### Text excerpt ###

Your record against Ohio State. 

Prior to last season, hundreds of players had cycled through the program with a zero in that column. The Game, for the entire 21st century, has been a stepping stone for Ohio State toward its postseason aspirations, each time sinking the Wolverines a little further into the ground. 

Winning last year proved that beating Ohio State was possible. It was a moment of jubilation, a chance for euphoric fans to pour out onto the field, an opportunity for Michigan to prove that it  could still compete with the Buckeyes — that it wasn’t residing on a completely  different playing field. 

But it also was just that. A ‘one’ in the win column instead of a ‘zero.’ 

“Everyone keeps track of their personal records,” senior receiver Cornelius Johnson said. “We had old Michigan players come in and talk to us during training camp and all that people ask is, ‘What’s your record against (Ohio) State?’… That’s what matters most.”

On Saturday, after marching into Columbus and achieving an even bigger margin of victory than they conjured last year, many Wolverine players now have something that no one in the program could claim since 2000. 

A winning record against Ohio State. 

A second win changes everything for Michigan’s program. No longer can pundits point to otherworldly circumstances being necessary for the Wolverines to beat the Buckeyes. Even at 11-0, even after winning last year, few seemed to give Michigan a chance to win Saturday. The Wolverines were 7.5-point underdogs and some were already looking at scenarios for them to back their way into the playoffs with a loss. 

But Michigan didn’t need any chaos scenarios. The Wolverines went out for sixty minutes and proved they were the better football team. Again.

### Data shown ###

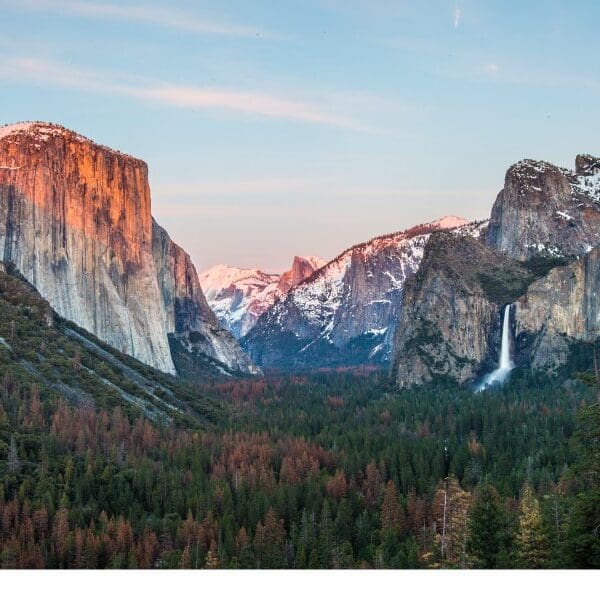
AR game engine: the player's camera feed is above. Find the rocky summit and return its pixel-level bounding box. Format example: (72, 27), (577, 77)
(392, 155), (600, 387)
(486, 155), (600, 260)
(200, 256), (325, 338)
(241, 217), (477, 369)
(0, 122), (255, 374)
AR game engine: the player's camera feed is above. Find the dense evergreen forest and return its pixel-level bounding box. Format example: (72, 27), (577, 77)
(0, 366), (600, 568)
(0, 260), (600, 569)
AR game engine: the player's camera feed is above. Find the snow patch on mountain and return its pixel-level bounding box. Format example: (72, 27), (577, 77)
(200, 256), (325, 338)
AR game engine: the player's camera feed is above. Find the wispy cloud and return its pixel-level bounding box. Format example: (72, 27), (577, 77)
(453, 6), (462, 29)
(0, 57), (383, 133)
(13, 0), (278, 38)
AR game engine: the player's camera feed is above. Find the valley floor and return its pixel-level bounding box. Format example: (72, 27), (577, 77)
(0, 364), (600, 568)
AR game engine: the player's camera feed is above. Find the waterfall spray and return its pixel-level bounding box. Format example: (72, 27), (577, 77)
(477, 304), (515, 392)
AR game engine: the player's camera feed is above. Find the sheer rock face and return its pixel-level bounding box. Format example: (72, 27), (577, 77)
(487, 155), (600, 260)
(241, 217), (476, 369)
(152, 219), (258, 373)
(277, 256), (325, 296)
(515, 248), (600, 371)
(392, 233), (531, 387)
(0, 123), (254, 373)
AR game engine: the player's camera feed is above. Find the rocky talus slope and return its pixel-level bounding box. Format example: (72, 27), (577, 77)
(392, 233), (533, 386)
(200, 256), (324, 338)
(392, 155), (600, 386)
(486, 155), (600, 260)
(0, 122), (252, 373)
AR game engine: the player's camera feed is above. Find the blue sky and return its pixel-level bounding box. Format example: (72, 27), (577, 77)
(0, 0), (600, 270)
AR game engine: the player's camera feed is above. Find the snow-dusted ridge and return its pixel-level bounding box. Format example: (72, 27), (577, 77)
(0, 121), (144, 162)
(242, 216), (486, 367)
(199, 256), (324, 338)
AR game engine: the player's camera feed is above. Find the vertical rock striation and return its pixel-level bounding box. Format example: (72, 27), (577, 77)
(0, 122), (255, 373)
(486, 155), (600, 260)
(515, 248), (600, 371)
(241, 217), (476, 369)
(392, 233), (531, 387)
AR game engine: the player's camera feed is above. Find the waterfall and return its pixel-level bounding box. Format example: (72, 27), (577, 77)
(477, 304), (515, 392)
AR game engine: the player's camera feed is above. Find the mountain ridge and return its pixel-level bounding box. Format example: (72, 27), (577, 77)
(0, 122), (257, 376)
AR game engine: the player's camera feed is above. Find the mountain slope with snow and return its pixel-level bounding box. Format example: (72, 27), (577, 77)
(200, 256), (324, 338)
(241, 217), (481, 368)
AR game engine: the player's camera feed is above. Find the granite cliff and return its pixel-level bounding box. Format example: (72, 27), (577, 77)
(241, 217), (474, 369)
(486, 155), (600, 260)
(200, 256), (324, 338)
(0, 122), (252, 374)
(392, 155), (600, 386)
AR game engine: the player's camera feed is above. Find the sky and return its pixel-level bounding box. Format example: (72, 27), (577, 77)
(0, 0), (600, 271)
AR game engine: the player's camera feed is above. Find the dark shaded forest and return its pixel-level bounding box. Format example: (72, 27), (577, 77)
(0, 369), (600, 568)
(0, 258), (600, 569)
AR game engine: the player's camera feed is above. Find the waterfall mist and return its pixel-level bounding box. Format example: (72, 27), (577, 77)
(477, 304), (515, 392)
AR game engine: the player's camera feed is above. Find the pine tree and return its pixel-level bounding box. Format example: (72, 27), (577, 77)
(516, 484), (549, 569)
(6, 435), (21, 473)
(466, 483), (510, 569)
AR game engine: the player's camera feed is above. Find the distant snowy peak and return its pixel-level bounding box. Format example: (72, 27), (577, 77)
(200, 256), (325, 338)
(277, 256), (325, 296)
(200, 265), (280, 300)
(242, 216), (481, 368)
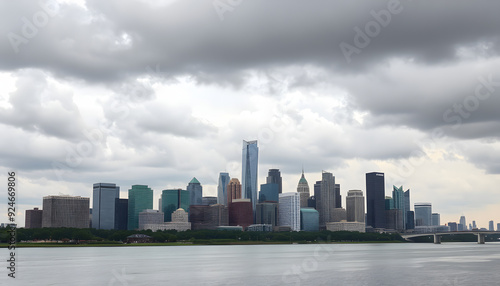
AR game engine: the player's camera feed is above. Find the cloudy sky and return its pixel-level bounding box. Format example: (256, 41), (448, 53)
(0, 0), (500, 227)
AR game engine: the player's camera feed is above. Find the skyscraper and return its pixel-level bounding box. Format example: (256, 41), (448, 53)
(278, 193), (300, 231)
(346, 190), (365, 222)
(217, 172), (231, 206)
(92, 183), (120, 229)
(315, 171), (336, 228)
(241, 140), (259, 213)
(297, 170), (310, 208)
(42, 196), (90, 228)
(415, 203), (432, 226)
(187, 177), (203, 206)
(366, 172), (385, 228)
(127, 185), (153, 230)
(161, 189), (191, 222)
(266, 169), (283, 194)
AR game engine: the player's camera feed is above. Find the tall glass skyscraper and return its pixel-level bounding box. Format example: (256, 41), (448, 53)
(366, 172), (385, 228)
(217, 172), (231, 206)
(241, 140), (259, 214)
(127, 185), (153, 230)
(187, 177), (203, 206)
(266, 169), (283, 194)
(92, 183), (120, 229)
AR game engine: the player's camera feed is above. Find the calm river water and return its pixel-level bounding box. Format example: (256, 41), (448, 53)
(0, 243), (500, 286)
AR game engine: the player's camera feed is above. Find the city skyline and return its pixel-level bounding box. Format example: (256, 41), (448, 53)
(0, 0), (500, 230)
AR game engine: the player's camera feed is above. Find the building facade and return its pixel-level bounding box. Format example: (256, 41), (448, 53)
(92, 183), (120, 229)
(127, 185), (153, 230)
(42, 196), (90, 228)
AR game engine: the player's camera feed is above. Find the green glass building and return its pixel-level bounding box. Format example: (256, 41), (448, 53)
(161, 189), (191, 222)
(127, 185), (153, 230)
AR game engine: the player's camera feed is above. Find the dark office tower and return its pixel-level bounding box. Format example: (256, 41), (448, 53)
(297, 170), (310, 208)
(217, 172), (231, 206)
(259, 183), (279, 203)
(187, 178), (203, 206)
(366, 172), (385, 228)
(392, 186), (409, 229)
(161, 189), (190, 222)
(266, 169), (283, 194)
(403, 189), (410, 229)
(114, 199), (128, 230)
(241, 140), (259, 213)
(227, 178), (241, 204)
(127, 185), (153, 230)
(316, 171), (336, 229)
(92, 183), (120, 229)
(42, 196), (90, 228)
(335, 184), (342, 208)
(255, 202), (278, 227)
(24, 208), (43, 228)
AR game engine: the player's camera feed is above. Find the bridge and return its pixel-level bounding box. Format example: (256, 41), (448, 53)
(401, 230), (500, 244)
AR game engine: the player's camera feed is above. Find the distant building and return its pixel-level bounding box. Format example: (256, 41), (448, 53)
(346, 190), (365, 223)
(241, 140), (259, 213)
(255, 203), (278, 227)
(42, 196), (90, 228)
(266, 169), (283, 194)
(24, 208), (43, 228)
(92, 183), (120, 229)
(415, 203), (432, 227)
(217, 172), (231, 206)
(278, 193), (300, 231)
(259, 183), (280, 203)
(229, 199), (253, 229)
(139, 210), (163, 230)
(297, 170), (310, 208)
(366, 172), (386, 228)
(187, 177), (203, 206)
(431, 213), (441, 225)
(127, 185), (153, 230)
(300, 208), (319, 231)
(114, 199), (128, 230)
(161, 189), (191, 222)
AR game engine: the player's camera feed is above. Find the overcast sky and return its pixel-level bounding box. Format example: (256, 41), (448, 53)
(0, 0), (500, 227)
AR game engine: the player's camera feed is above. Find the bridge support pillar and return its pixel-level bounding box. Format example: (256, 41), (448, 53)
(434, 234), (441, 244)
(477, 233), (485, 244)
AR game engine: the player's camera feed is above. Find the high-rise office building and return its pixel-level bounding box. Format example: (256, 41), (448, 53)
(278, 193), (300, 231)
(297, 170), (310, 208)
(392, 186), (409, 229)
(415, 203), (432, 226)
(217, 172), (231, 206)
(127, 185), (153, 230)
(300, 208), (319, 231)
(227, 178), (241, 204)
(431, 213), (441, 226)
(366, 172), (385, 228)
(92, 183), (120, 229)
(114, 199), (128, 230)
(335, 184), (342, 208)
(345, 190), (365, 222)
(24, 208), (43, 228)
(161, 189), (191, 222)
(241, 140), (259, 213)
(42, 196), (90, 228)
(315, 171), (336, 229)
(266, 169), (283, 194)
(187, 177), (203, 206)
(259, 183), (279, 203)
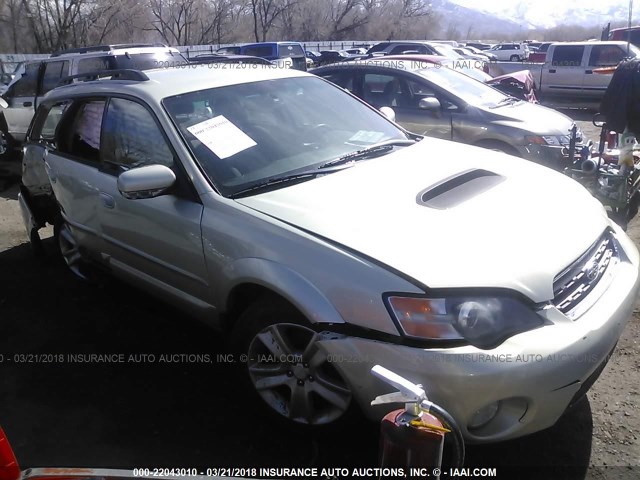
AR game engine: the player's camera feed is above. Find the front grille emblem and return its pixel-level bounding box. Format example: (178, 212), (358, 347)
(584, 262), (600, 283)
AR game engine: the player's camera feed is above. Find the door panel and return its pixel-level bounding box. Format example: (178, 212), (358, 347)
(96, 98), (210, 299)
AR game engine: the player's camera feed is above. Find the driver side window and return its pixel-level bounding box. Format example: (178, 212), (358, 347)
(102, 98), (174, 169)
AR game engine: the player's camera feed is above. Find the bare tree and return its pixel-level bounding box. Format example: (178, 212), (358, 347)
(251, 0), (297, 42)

###
### Data shown ###

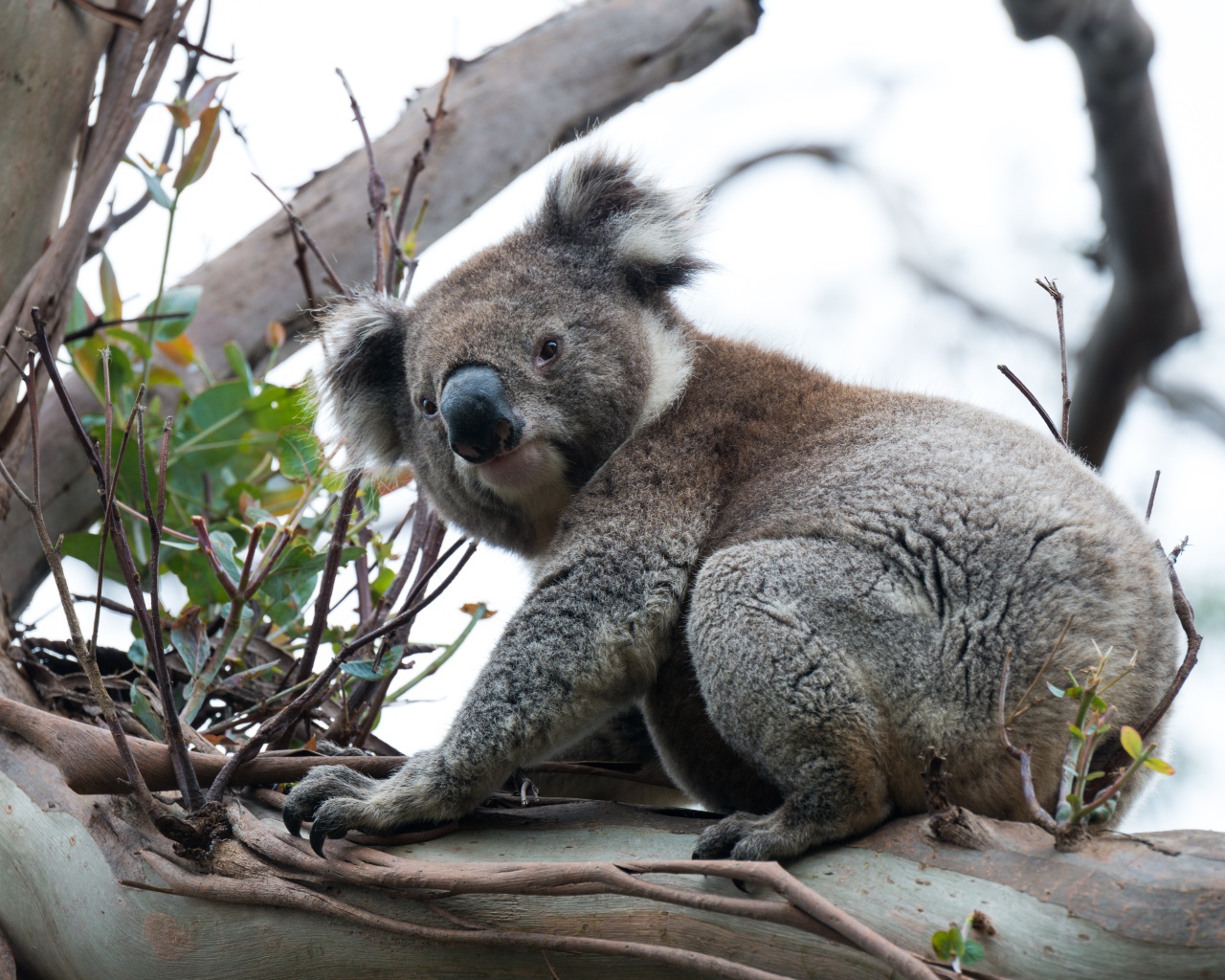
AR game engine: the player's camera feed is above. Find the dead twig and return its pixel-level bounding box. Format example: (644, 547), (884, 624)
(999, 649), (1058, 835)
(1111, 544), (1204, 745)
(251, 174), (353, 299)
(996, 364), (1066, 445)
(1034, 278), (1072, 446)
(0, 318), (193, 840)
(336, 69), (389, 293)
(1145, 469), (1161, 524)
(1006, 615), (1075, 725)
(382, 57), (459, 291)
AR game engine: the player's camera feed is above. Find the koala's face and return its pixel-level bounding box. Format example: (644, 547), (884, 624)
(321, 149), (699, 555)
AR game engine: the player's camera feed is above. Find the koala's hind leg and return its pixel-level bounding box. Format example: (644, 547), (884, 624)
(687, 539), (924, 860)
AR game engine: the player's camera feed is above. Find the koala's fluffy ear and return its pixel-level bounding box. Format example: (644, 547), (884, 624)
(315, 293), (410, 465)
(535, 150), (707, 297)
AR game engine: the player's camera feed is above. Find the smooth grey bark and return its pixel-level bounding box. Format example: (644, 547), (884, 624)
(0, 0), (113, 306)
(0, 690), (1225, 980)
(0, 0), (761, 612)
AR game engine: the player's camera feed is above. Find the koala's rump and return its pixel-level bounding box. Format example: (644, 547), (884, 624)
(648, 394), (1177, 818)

###
### Data shown ###

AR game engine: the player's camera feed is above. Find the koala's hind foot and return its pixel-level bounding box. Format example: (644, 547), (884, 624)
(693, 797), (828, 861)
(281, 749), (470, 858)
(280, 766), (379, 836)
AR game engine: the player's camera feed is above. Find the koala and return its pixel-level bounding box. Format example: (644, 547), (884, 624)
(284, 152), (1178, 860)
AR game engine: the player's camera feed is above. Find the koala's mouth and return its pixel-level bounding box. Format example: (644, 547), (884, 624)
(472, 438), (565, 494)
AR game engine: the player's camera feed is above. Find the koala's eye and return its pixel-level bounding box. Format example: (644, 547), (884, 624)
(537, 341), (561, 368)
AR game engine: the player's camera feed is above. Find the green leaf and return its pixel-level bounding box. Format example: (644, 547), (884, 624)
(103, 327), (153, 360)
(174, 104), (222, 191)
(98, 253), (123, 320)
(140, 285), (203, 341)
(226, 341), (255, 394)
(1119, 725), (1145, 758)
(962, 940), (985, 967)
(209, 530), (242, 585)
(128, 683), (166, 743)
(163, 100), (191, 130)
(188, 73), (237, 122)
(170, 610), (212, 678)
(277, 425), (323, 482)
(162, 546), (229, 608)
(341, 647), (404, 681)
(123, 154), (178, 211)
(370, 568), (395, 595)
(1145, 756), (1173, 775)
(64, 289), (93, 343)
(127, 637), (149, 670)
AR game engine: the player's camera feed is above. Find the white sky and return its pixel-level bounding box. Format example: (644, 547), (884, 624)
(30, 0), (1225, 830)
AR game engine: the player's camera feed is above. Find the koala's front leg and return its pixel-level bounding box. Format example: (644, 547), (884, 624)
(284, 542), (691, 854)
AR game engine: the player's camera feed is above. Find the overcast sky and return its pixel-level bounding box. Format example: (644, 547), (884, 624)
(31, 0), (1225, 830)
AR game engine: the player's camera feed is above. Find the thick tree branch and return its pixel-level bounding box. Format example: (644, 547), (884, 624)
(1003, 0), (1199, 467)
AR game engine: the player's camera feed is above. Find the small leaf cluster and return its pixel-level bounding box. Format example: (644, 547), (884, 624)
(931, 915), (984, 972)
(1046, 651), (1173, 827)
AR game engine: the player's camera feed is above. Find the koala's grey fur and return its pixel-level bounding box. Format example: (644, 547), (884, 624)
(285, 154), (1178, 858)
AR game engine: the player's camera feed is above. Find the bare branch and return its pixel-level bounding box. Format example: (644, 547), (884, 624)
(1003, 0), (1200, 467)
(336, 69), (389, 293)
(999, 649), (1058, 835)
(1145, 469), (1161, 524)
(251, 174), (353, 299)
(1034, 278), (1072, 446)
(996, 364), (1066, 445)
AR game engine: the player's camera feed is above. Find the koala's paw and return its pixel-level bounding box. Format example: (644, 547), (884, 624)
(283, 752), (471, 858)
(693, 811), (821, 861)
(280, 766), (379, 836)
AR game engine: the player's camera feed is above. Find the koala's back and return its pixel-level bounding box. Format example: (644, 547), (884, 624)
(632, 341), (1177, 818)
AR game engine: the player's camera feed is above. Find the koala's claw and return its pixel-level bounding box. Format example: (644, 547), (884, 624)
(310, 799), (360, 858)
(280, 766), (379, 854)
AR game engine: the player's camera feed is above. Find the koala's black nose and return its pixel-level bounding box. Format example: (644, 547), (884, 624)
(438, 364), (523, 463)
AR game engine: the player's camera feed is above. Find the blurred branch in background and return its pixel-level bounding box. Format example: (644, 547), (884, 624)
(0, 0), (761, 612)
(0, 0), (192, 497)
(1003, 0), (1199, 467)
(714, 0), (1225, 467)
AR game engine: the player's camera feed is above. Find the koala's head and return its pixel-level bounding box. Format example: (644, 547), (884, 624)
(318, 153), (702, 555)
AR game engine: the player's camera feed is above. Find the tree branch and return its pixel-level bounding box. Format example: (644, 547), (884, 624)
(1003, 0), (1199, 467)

###

▶ _Stated exercise 1_
Summarize the article about Michigan's rivalry with Ohio State in two sentences.
▶ _Stated exercise 2_
Resume the article about Michigan's rivalry with Ohio State from the point at which it ends.

▶ _Exercise answer 1_
Michigan's win over Ohio State the previous season ended a stretch in which hundreds of players had gone through the program without beating the Buckeyes, proving that such a victory was possible, and players treat their personal record against Ohio State as what matters most. After a second straight win, this time in Columbus by an even bigger margin and as 7.5-point underdogs, many Wolverine players now hold a winning record against Ohio State, something no one in the program could claim since 2000.

▶ _Exercise answer 2_
And now the perception has shifted.

“Winning two in a row, it just gives us as a program that confidence,” graduate linebacker Mike Barrett said. “Just as a whole Michigan family, it just kind of gives everybody that confidence of being able to go and do it again.”

The Wolverines can be talked about as a team that can beat anyone in the country, the same treatment that has existed for Ohio State for much of the past decade. Michigan can start thinking about its National Championship chances. When the Wolverines dominate an opponent, they deserve the respect that great teams get, not the scrutiny they often faced for the quality of the team they played. 

Going into future seasons, these talking points should be part of the regular conversation surrounding Michigan. And as for the Big Ten? It’s no longer a league boasting Ohio State and everybody else. That narrative died as Buckeye fans headed for the exits far before the game’s conclusion. 

“We’re not so much of a team that looks to the past and worries about it,” sophomore quarterback J.J. McCarthy said. “We’re always about the present and worried about changing the future.”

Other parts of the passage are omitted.